Exercise brief: Within the records below, how many lines hold the word "belly"? Only the number should be returned.

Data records
- Opening Delimiter -
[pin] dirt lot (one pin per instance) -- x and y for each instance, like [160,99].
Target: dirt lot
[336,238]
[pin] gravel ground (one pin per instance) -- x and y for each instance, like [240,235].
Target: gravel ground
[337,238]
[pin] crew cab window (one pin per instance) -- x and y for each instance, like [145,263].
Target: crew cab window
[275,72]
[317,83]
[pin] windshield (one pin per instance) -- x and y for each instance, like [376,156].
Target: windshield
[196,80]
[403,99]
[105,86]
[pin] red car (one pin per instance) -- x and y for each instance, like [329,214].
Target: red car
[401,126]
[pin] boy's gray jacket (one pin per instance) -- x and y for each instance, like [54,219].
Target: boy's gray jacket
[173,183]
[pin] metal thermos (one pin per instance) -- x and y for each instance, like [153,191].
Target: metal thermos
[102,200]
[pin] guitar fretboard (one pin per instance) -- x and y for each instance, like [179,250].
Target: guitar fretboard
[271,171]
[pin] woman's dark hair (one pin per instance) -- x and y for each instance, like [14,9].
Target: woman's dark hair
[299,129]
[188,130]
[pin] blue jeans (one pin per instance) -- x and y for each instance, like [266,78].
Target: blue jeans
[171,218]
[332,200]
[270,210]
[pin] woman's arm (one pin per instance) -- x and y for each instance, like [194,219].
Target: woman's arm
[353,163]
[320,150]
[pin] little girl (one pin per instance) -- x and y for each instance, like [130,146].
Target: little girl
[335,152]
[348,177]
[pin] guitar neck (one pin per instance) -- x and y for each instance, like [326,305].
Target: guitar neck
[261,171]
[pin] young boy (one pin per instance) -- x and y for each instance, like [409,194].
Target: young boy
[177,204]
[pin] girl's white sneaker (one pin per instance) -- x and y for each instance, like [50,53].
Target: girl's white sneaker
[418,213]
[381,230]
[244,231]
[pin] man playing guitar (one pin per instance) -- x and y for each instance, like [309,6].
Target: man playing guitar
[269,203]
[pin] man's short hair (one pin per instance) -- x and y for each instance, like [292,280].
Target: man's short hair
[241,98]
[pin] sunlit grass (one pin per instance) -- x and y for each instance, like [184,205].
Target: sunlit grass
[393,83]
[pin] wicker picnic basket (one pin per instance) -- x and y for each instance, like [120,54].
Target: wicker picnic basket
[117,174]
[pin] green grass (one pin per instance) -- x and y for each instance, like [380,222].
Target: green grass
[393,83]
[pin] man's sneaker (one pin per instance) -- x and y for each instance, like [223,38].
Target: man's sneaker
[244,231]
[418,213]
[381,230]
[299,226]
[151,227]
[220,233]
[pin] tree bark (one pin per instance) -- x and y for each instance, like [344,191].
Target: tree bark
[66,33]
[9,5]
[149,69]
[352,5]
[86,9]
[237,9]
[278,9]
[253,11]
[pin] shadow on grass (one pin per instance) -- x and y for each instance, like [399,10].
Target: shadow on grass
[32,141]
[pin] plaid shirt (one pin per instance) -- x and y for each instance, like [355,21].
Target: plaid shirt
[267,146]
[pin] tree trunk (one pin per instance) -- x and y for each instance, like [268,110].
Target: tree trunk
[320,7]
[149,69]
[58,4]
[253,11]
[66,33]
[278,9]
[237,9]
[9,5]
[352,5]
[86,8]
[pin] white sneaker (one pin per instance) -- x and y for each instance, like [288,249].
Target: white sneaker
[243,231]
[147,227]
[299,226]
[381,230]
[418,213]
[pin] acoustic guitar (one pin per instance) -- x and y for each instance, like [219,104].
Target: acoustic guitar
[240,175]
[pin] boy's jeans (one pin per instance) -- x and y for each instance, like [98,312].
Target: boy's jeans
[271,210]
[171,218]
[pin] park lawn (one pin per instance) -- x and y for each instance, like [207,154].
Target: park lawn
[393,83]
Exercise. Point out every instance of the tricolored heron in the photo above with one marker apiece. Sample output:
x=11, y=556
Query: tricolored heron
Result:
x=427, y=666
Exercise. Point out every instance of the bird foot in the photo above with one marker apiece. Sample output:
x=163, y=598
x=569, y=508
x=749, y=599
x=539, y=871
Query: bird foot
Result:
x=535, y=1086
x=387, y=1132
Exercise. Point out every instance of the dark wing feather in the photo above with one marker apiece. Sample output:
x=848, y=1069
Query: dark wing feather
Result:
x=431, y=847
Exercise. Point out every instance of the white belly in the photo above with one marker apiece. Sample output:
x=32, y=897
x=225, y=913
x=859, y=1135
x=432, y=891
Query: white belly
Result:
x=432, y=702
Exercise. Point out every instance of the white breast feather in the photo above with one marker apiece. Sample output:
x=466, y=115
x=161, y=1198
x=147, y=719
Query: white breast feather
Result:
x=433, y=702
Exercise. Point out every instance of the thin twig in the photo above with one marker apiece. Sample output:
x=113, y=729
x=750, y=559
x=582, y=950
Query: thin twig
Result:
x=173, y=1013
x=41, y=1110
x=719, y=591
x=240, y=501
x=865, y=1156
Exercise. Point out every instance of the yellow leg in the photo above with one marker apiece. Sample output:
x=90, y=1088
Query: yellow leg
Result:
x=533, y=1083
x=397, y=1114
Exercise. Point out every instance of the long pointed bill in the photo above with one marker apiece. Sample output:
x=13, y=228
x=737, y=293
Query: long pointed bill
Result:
- Closing Delimiter -
Solution for this problem: 2